Explore the material:
**1)** Return the stretch of the centrism passage from "It is something" up to and including "exertion, of course.", copying it word for word.
**2)** Sum up the centrism passage in two sentences.

Source text:

It is something they share with extreme nationalists and patriots actually. Their country is the center of the world. Their country’s most centrist parties are the center of their country. This is the fountain from which they just so happened to have won the lottery of life to be born into. And with this miracle of being born amongst the elect, they are now more enlightened than everyone else. Through their own will and exertion, of course.
It cannot be a coincidence that protestant majority countries are most attracted to this way of thinking. Indeed, centrism shows its true nature as a die hard fundamentalist position for ideologues-especially lazy ideologues-precisely because its intellectual lineage in any society can be easily traced in whatever country you are looking at’s historical experience. It is, like so many other things, a product of external forces. From geography to ecology to the nature of the political system, the very nature of Sensible Serious Centrism (SSC from here on out) and Meticulous Moderation is simply an excuse not to look too critically at the most mainstream of assumptions which exist. Hell, even stodgy old Edmund Burke at least acknowledged that different societies are marching in different directions, an admission which is too extreme for most theocracies and neoliberal nations to even fathom, believing as they do (sensibly of course) in some linear, rational world order.

Raw data:
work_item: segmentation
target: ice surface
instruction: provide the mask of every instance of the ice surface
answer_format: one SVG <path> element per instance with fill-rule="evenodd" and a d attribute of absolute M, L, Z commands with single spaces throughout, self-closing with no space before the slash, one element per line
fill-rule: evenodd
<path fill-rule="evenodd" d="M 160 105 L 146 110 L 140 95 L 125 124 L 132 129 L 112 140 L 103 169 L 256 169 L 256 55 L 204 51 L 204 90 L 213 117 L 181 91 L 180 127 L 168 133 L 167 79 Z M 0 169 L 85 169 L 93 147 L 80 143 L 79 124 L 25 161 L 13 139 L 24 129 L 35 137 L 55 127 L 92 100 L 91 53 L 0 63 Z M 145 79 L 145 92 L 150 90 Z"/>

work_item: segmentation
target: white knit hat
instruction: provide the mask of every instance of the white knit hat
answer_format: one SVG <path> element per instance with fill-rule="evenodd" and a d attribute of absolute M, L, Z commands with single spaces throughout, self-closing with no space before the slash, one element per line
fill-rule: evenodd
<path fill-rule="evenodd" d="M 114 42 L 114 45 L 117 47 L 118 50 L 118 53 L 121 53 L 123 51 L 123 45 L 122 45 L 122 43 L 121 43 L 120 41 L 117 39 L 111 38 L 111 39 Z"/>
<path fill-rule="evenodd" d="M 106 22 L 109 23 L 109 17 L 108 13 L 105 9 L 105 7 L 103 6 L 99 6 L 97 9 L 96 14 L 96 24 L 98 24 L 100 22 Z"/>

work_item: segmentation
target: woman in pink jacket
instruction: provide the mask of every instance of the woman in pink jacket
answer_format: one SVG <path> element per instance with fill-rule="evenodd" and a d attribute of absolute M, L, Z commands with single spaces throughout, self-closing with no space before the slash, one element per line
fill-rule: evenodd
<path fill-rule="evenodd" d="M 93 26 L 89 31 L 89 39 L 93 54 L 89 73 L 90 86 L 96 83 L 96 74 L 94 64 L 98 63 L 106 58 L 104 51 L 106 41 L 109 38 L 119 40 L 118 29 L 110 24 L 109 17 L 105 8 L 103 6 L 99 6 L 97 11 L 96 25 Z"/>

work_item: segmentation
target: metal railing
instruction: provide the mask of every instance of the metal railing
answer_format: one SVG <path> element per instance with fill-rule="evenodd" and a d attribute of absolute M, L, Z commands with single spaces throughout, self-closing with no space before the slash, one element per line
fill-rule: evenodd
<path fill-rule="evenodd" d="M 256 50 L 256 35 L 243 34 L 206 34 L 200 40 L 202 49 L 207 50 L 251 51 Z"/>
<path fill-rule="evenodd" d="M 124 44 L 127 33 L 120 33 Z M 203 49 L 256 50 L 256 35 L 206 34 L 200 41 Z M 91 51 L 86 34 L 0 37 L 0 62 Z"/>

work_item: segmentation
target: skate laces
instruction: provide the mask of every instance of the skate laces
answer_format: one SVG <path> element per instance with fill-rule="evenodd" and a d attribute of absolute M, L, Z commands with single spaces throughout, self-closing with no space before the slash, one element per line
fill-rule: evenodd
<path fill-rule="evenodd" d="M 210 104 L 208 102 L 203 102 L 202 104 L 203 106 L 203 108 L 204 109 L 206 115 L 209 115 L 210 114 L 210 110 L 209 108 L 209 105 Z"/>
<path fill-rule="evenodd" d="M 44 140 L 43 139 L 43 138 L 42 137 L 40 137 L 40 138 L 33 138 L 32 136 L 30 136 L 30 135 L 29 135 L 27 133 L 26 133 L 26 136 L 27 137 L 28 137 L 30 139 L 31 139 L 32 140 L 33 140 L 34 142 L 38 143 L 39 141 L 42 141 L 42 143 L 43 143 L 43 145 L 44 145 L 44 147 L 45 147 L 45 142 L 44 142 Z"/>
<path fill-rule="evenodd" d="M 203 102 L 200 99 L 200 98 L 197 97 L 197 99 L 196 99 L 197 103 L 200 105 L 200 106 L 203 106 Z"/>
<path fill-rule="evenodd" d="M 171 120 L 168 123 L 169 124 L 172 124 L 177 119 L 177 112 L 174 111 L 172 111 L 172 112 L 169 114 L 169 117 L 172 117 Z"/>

Task solutions:
**1)**
It is something they share with extreme nationalists and patriots actually. Their country is the center of the world. Their country’s most centrist parties are the center of their country. This is the fountain from which they just so happened to have won the lottery of life to be born into. And with this miracle of being born amongst the elect, they are now more enlightened than everyone else. Through their own will and exertion, of course.

**2)** The passage says that centrists, like extreme nationalists, see their own country and its most centrist parties as the center of the world and think being born there makes them more enlightened than everyone else. It calls centrism a die-hard fundamentalist position that comes from each country's history and outside forces and serves as an excuse not to look too critically at the most mainstream assumptions.